#### 原文抜粋

いや、本当の正体は、神木村という村に伝わる「凶悪妖怪ヤマタノオロチ討伐伝説」で活躍した神であるアマテラス(天照大神)。
しかし、物語の冒頭に、何者かがヤマタノオロチを封印していた剣を引き抜いてしまう。
そして、ヤマタノオロチが復活してしまい、それととも石像として祀られていたアマテラスも蘇ることとなる。
しかし、アマテラスは人から見るとただの白いワンコ。
全盛期の力も記憶も失ってしまったワンコは、相棒の昆虫サイズの絵師イッスンと共に、力を取り戻しながら、妖怪を討つ旅に出る。

日本昔ばなし
登場するキャラクターの多くは、日本昔ばなしでお馴染みの人物が元になっている。
かぐや姫や浦島太郎など、有名人ばかり。
しかし、昔ばなしのイメージからかけ離れ、現代的な人間味溢れるキャラクターになっている。
例えば、相棒のイッスンは、「一寸法師」から連想する「勇気いっぱいひたむき少年」というイメージはほぼなく、美人好きで巨乳好きの家出少年といった感じで、イメージ崩壊している。
ストーリー上でも昔ばなしが元になっているエピソードが多い。

ゲームの特徴Features
筆しらべ

本作では、物語の進行に伴ってさまざまなダンジョンを攻略していく。
で、本作の大きな特徴は、「筆しらべ」というアクション。
PS4版では、R1ボタンを押すと、筆しらべモードになって時が止まる。
その間は、左スティックで筆を動かして画面上に墨で図形を描くことが出来る。Nintendo Switch版では、タッチスクリーン上に直接指で描くことができる。

########
#### 元データ

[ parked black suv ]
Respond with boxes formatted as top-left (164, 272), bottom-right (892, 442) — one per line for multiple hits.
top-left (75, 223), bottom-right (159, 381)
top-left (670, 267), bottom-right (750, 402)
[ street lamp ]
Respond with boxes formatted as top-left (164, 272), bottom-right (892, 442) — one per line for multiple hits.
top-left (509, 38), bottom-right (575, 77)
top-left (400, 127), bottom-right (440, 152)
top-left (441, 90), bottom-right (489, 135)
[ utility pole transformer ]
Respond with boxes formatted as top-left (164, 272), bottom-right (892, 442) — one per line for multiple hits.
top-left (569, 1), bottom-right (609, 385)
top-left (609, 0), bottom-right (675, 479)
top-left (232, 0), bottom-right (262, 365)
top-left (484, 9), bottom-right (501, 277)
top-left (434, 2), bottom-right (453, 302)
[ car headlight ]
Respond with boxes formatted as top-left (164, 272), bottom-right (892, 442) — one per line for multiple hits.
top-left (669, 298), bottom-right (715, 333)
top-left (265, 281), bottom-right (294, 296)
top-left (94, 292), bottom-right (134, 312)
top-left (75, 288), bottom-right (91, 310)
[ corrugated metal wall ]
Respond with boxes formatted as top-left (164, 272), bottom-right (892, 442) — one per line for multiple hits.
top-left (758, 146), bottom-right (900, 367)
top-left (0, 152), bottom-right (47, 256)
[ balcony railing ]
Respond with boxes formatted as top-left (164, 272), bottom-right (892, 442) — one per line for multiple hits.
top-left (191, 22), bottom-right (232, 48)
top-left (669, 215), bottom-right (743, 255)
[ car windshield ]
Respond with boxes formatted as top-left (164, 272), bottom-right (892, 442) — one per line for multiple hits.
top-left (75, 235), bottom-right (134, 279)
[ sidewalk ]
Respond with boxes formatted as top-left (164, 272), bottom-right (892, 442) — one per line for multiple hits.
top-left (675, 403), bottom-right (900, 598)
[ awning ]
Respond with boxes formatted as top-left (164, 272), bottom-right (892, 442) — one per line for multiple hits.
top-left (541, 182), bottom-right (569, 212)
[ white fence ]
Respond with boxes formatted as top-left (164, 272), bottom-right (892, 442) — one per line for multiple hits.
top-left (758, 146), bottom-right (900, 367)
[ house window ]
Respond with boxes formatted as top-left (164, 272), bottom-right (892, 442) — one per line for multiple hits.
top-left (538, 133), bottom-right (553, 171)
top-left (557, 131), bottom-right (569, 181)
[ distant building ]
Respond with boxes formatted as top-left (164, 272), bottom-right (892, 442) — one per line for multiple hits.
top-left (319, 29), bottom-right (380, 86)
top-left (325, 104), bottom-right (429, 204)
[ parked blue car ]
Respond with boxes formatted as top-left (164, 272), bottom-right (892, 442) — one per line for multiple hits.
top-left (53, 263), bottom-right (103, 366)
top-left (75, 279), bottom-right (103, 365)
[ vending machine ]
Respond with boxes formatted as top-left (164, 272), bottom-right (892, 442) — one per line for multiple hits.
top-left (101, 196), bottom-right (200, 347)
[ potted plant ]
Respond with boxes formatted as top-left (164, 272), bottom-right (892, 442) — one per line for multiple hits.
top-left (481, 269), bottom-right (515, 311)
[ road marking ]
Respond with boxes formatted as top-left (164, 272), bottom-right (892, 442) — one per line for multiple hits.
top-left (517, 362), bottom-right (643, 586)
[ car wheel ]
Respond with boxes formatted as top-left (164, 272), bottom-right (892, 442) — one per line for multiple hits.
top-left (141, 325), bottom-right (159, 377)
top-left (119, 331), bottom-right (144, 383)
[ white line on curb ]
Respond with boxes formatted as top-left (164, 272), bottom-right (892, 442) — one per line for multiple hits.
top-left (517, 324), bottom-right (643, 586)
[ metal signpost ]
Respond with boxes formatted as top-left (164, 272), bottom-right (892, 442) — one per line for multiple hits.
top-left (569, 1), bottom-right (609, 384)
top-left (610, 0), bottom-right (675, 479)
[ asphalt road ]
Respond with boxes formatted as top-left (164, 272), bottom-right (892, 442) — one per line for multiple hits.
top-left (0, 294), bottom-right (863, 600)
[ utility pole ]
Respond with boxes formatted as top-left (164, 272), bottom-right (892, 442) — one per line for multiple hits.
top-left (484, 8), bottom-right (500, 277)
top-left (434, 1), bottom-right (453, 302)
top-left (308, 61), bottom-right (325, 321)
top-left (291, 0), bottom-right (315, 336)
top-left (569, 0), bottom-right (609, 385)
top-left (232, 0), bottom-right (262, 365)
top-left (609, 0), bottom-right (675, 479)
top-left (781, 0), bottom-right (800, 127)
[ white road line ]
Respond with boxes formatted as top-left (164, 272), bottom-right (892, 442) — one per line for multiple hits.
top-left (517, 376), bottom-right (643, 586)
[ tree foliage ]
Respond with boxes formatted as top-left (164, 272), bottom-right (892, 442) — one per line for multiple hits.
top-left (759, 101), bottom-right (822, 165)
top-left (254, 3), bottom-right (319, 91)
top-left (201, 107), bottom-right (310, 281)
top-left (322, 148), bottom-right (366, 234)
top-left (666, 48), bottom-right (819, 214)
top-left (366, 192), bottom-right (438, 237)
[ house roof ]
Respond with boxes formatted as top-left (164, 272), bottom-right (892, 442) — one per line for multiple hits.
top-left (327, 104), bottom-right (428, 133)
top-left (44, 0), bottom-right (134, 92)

########

• 作業内容
a) 次の記述(i)〜(iii)が原文抜粋の内容と一致するかを「はい」か「いいえ」で判定し、それぞれ決め手となる原文抜粋の語句を一字一句そのまま引用してください。(i) PS4版では、R1ボタンを押すと筆しらべモードに入る。(ii) 相棒のイッスンは「勇気いっぱいひたむき少年」として描かれている。(iii) アマテラスは、人の目にはただの白いワンコに見える。
b) 行のうち、「[ house window ]」を含む行から「top-left (557, 131), bottom-right (569, 181)」を含む行までを、両端の行も含めて、1行を1つの文字列とするJSON配列として並べてください。空行は除きます。
原文抜粋と行は、互いに関係のない別々の資料です。

• 解答
a)
(i) はい。「PS4版では、R1ボタンを押すと、筆しらべモードになって時が止まる。」
(ii) いいえ。「「勇気いっぱいひたむき少年」というイメージはほぼなく」
(iii) はい。「アマテラスは人から見るとただの白いワンコ。」

b)
[
  "[ house window ]",
  "Respond with boxes formatted as top-left (164, 272), bottom-right (892, 442) — one per line for multiple hits.",
  "top-left (538, 133), bottom-right (553, 171)",
  "top-left (557, 131), bottom-right (569, 181)"
]